Natural language region descriptions
□ □ □ □ □ □ □
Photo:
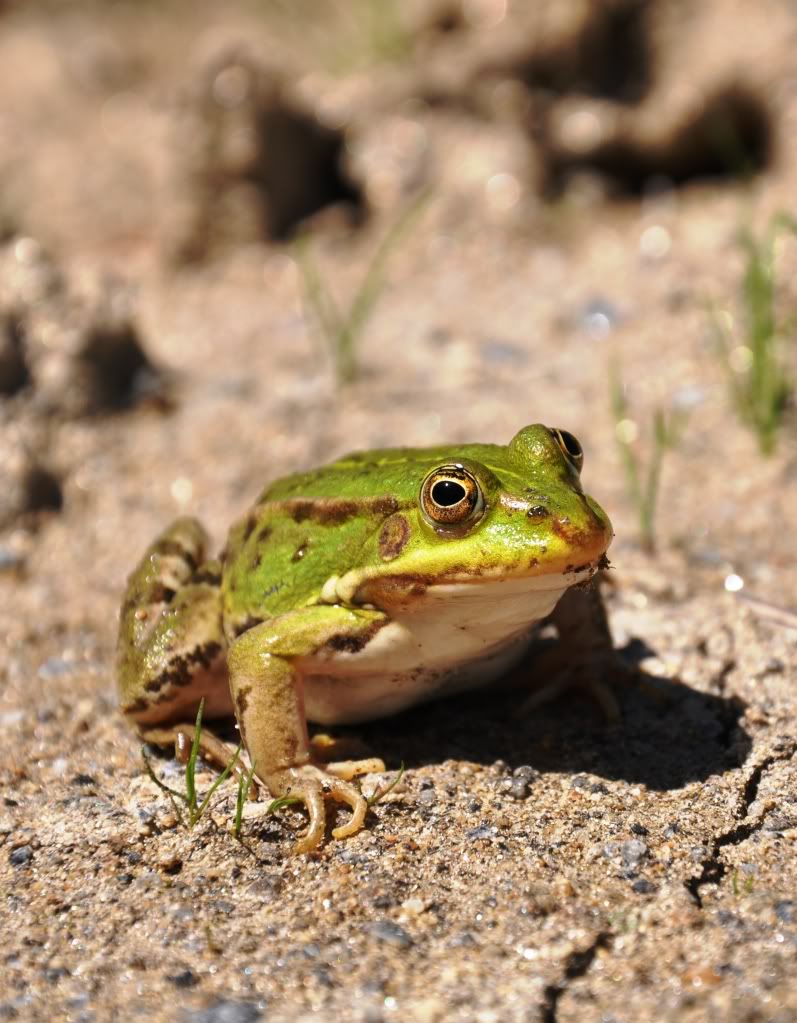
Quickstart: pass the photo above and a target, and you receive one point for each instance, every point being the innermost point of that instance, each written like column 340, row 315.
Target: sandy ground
column 539, row 869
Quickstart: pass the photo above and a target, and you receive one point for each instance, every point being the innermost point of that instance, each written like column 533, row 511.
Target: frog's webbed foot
column 211, row 748
column 310, row 785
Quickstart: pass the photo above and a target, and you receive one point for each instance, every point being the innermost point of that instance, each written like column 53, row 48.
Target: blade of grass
column 219, row 781
column 342, row 331
column 378, row 796
column 245, row 782
column 190, row 767
column 171, row 793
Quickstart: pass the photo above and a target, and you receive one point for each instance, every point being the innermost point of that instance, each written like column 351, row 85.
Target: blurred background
column 240, row 240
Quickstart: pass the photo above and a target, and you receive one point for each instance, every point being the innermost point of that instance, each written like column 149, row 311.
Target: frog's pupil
column 446, row 493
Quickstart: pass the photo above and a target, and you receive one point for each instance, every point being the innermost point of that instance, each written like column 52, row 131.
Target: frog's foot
column 327, row 749
column 310, row 785
column 347, row 769
column 211, row 748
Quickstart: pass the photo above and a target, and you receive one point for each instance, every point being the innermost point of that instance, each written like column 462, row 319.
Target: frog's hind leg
column 172, row 651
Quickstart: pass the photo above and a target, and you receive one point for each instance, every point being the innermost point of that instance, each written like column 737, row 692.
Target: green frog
column 352, row 591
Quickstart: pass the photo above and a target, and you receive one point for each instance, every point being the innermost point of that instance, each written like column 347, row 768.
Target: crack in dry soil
column 713, row 869
column 576, row 966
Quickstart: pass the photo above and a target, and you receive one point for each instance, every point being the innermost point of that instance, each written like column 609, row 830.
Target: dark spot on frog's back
column 238, row 628
column 334, row 510
column 574, row 536
column 394, row 536
column 300, row 551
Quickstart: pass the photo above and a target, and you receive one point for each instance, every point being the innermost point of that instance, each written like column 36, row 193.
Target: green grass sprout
column 342, row 330
column 760, row 384
column 195, row 809
column 643, row 483
column 171, row 793
column 379, row 795
column 245, row 784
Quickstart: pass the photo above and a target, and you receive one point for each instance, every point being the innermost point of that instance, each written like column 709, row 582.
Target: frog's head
column 489, row 513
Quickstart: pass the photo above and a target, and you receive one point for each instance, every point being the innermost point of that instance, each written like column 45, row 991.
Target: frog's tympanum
column 386, row 579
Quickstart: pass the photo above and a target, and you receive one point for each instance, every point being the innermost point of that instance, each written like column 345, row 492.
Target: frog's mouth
column 384, row 590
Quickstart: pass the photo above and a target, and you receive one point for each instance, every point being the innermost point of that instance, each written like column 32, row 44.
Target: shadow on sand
column 670, row 735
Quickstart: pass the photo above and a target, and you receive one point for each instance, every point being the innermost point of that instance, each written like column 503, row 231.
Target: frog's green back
column 311, row 526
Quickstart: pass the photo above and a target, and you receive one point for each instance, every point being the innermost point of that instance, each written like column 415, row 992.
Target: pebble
column 632, row 851
column 20, row 856
column 225, row 1011
column 185, row 978
column 390, row 933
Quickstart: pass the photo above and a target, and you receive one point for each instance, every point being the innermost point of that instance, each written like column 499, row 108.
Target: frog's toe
column 347, row 769
column 310, row 785
column 308, row 789
column 346, row 793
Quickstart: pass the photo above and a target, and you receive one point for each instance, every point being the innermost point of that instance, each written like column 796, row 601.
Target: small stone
column 20, row 856
column 83, row 780
column 483, row 831
column 563, row 888
column 170, row 863
column 632, row 851
column 225, row 1011
column 183, row 979
column 519, row 788
column 390, row 933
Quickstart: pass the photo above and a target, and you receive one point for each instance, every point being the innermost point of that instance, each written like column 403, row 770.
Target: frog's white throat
column 451, row 637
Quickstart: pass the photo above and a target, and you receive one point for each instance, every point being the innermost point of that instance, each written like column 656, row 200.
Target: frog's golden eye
column 569, row 446
column 451, row 496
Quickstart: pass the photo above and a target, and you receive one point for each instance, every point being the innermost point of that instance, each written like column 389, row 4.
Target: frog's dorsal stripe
column 334, row 510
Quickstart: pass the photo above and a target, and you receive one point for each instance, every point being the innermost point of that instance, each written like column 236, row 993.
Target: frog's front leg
column 171, row 645
column 266, row 681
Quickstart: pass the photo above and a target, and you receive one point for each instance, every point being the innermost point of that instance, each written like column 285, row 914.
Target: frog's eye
column 569, row 446
column 450, row 496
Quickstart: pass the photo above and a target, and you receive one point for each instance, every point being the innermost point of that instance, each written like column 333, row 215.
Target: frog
column 350, row 592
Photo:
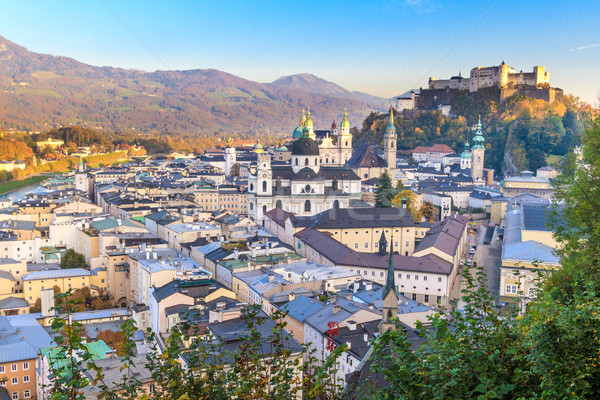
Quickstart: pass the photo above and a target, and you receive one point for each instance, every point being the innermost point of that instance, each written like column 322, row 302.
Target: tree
column 411, row 203
column 385, row 191
column 72, row 259
column 429, row 212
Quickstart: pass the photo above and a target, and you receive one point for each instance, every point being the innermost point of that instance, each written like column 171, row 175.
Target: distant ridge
column 40, row 91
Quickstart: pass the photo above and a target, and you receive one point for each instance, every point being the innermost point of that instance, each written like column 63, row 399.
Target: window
column 307, row 206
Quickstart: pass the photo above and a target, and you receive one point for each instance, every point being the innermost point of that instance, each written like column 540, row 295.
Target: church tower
column 309, row 124
column 389, row 145
column 478, row 154
column 344, row 141
column 230, row 157
column 264, row 175
column 390, row 294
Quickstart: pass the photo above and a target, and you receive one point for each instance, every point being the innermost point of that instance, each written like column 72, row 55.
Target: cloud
column 587, row 47
column 421, row 5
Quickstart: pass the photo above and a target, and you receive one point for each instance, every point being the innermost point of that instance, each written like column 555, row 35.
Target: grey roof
column 302, row 307
column 13, row 302
column 337, row 311
column 340, row 254
column 444, row 236
column 535, row 217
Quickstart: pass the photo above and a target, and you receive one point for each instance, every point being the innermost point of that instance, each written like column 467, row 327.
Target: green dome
column 467, row 153
column 308, row 122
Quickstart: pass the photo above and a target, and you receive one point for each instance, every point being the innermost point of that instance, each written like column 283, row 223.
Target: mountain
column 40, row 91
column 321, row 86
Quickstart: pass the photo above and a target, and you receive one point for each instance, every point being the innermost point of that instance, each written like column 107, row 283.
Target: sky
column 382, row 47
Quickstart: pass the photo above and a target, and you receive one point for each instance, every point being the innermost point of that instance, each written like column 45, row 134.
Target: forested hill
column 521, row 133
column 41, row 92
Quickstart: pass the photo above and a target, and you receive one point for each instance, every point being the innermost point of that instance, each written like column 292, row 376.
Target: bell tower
column 389, row 145
column 478, row 154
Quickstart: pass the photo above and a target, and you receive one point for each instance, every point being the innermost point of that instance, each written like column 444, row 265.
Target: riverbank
column 16, row 185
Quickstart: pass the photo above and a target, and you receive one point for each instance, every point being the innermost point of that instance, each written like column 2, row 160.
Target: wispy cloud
column 587, row 47
column 421, row 5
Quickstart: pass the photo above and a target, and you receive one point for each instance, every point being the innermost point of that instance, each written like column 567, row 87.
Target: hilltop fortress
column 441, row 92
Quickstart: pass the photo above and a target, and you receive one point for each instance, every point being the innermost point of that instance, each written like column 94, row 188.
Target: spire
column 382, row 245
column 478, row 139
column 308, row 123
column 390, row 130
column 390, row 283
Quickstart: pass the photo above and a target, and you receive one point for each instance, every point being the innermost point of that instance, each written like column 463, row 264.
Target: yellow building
column 65, row 279
column 528, row 251
column 527, row 183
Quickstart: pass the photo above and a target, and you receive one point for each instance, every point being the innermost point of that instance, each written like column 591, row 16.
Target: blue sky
column 381, row 47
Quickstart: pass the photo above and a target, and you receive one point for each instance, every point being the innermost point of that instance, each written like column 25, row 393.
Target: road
column 486, row 255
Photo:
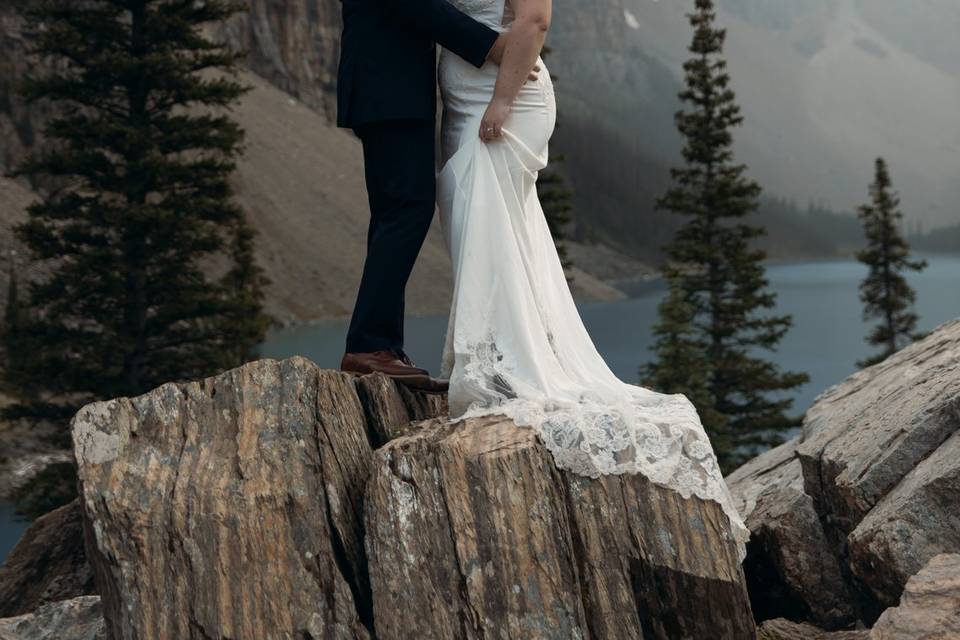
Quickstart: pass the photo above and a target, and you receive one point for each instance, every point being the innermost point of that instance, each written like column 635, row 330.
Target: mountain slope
column 825, row 85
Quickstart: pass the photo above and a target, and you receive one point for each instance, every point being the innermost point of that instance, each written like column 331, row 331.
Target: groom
column 386, row 93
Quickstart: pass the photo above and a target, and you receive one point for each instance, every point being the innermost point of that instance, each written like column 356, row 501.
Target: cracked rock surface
column 865, row 497
column 231, row 507
column 472, row 532
column 253, row 506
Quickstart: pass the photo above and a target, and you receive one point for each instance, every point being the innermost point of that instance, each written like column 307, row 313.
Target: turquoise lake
column 826, row 340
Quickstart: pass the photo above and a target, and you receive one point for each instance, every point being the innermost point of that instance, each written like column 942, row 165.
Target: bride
column 515, row 344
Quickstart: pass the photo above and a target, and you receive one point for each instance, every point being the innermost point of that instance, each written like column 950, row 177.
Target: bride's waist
column 454, row 71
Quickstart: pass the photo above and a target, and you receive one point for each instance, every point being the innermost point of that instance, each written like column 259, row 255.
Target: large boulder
column 791, row 569
column 916, row 521
column 231, row 507
column 930, row 606
column 473, row 532
column 842, row 516
column 863, row 436
column 234, row 508
column 48, row 564
column 76, row 619
column 783, row 629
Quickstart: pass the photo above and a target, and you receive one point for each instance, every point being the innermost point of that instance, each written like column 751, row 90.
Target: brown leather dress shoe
column 397, row 366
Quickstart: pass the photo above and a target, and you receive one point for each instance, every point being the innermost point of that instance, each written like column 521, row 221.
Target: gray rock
column 76, row 619
column 930, row 606
column 916, row 521
column 864, row 435
column 229, row 508
column 791, row 570
column 48, row 564
column 473, row 532
column 781, row 629
column 391, row 409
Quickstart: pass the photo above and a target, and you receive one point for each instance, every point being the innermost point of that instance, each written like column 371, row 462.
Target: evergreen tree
column 885, row 293
column 681, row 364
column 556, row 199
column 714, row 263
column 14, row 320
column 140, row 156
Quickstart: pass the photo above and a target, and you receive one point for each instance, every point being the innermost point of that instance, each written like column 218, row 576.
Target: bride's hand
column 491, row 127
□ □ □ □ □ □ □
Copy nothing past the line containing "53, row 48.": reproduce every line from the start of the records up to it, skipping pictures.

Photo:
Quickstart: pass the photo above and a target, and you receive one point for each instance, every point being the innermost point of that instance, each written like column 340, row 315.
Target: sandy ground
column 539, row 869
Quickstart: pass the photo above and a target, and you receive one point for each instance, every point being the innermost point of that instance, each written like column 533, row 511.
Target: frog's webbed foot
column 211, row 748
column 310, row 785
Quickstart: pass the photo above and a target, and you receive one point for each instance, every point being the innermost point of that instance, each written like column 53, row 48.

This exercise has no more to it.